------ DATASET CONTENT ------
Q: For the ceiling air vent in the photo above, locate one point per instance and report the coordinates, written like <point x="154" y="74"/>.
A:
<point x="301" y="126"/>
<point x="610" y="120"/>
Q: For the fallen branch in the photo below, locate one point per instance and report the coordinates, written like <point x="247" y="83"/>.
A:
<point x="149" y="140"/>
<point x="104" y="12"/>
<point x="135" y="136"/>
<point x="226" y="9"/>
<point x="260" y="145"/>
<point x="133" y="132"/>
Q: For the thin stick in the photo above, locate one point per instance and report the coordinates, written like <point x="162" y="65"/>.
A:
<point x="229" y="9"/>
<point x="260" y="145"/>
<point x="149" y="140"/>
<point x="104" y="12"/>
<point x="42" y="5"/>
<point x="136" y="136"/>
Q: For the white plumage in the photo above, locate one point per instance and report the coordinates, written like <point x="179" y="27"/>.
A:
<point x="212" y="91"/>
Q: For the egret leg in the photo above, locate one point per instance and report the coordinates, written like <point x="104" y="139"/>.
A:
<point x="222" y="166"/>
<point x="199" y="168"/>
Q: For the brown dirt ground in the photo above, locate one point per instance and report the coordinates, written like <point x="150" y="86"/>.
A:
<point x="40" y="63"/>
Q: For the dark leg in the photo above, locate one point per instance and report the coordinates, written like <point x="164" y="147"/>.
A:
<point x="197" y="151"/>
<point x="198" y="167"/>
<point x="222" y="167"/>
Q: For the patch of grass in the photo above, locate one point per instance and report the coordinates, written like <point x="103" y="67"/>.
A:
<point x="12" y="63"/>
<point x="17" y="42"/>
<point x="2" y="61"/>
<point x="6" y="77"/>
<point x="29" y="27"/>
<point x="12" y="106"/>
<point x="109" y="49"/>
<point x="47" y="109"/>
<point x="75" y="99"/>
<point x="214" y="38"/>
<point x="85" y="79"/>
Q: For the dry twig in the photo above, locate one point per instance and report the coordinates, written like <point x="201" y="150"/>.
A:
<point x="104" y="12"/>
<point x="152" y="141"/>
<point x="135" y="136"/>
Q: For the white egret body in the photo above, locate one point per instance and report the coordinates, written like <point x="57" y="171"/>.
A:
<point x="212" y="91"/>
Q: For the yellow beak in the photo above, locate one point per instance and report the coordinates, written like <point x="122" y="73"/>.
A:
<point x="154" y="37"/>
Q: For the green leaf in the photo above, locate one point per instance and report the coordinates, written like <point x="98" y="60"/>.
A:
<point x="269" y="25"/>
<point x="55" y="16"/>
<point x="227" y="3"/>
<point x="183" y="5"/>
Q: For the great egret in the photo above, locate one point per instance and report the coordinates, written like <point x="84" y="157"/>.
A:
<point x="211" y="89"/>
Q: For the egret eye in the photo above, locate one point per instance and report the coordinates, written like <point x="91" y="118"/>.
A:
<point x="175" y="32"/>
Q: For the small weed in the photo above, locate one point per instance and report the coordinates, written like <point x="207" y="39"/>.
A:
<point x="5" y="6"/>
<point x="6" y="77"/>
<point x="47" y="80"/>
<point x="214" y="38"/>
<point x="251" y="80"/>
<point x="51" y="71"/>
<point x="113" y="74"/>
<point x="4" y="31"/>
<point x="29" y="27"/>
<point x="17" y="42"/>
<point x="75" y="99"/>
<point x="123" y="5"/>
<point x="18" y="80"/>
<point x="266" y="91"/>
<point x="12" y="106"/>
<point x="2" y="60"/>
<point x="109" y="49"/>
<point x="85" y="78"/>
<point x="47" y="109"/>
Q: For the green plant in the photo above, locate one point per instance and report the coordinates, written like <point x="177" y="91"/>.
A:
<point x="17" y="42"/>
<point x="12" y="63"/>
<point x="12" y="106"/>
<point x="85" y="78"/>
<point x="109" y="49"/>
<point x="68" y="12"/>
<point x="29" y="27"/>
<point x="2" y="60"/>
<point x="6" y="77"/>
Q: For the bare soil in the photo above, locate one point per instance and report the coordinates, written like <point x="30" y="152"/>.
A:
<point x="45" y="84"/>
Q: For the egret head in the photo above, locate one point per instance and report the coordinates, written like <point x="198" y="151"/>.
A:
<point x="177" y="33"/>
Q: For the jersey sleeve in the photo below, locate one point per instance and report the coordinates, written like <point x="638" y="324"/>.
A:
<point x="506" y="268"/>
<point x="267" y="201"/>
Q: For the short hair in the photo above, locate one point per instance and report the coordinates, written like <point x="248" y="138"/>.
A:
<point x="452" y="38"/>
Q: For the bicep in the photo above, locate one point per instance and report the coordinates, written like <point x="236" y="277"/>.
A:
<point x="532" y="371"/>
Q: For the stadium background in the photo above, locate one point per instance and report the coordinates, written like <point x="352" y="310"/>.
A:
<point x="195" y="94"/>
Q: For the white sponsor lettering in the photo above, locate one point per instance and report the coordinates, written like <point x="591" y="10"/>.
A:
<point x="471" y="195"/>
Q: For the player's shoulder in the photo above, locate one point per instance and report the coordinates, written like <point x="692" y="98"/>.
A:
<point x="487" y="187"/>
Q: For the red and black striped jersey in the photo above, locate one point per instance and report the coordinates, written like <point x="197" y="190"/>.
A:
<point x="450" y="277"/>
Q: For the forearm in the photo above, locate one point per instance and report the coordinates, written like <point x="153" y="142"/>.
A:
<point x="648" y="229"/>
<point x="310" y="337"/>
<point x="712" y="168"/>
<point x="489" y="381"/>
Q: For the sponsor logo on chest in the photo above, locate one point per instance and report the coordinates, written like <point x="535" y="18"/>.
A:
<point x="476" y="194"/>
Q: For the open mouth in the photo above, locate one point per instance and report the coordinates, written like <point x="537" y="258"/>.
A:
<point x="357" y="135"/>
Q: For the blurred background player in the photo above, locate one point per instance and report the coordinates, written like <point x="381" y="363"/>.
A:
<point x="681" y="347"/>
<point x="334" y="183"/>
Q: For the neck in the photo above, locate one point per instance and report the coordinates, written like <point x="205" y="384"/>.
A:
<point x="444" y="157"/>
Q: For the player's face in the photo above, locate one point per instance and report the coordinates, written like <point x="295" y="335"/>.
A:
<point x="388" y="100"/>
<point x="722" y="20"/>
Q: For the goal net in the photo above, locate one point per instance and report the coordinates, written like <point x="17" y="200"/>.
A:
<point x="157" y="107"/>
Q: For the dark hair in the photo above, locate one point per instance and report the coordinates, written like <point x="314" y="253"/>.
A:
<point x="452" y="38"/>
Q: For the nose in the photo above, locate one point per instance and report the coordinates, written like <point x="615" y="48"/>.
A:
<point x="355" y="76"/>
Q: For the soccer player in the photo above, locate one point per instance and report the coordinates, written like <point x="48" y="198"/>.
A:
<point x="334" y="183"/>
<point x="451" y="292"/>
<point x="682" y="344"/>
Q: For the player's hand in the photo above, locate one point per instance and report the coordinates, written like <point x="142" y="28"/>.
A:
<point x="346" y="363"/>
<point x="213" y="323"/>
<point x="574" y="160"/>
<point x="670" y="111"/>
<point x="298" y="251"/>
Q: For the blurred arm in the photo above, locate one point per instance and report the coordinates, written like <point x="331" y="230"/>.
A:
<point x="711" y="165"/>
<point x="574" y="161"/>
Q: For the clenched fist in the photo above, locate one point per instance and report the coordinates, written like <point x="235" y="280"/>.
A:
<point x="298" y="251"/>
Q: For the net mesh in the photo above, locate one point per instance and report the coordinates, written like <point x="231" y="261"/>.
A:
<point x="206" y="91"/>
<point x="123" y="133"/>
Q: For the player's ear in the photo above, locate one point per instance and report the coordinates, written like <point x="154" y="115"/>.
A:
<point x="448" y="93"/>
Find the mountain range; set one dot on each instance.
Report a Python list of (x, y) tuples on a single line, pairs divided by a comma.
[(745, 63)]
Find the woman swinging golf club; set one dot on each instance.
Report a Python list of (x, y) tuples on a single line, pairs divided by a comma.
------
*TASK ITEM:*
Copy from the entries above each line in which the string "white" can be found.

*ANSWER TO THIS EXERCISE:*
Q: For the white plumage in the photo above, locate one point per instance and report the coordinates, written like <point x="179" y="27"/>.
Q: For the white egret body in the photo above, locate one point per instance and report the coordinates, written like <point x="57" y="171"/>.
Q: For the white sponsor lettering in the photo above, locate one point per instance and report the coordinates, written like <point x="591" y="10"/>.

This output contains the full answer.